● **Text under study**
Preparations and Datasets
Finding good data is a challenge for data science and essential for a codeathon. The Clinical and Single-Cell Transcriptomics for Pneumonia Codeathon used clinical and single-cell transcriptomic from Northwestern’s SCRIPT cohort of severely ill intubated patients with suspected pneumonia. Cell populations used for transcriptomics were obtained through bronchoalveolar lavages, allowing the direct sampling of the lung of patients during their stay in the intensive care unit.
For 691 patients the dataset described a total of 99 clinical and demographic properties, with 48 clinical measurements having been measured daily, on a total of 15,306 days. For single-cell transcriptomics, data originated from a total of 171 patients, with some patients having provided samples over multiple days, yielding a total of 266 different single-cell transcriptome samples. The dataset will be made public summer 2024 (see here for availability). In essence, this dataset allows to correlate and combine clinical and molecular data and identify signatures that inform on subsequent change, including recovery.

● **Check your understanding**
**A.** In the section on preparations and datasets, how many single-cell transcriptome samples came from the 171 patients?
**B.** From the section on preparations and datasets, return the passage word for word, starting with "Preparations and Datasets" and going on through "intensive care unit.".
**C.** Carry the section on preparations and datasets forward past its final sentence.

● **Data**
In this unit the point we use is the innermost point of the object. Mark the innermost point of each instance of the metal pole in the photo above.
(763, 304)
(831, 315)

● **Task answers**
**A.** 266

**B.**
Preparations and Datasets
Finding good data is a challenge for data science and essential for a codeathon. The Clinical and Single-Cell Transcriptomics for Pneumonia Codeathon used clinical and single-cell transcriptomic from Northwestern’s SCRIPT cohort of severely ill intubated patients with suspected pneumonia. Cell populations used for transcriptomics were obtained through bronchoalveolar lavages, allowing the direct sampling of the lung of patients during their stay in the intensive care unit.

**C.**
Getting this dataset ready for the codeathon required the input of many people. First, we wanted to ensure that data respects the patient’s privacy, rights, and consent to SCRIPT. Luke Rasmussen and Marjorie Kang de-identified the data, and Luke Rasmussen and Justin Starren developed a legal agreement for participants of the codeathon, including requirements toward cybersecurity. For elevated security this agreement required participants to hold the data to the standards required for data that contained identifiable information. Second, the size of the single-cell transcriptomic data was large compared to many other efforts, requiring additional quality control to ensure that participants could jump into the data without further cleaning. Sample and data processing was done by Alexander Misharin and his team, particularly Nickolay Markov, Samuel Fenske, Stanislav Bratchikov, and Karolina Senkov.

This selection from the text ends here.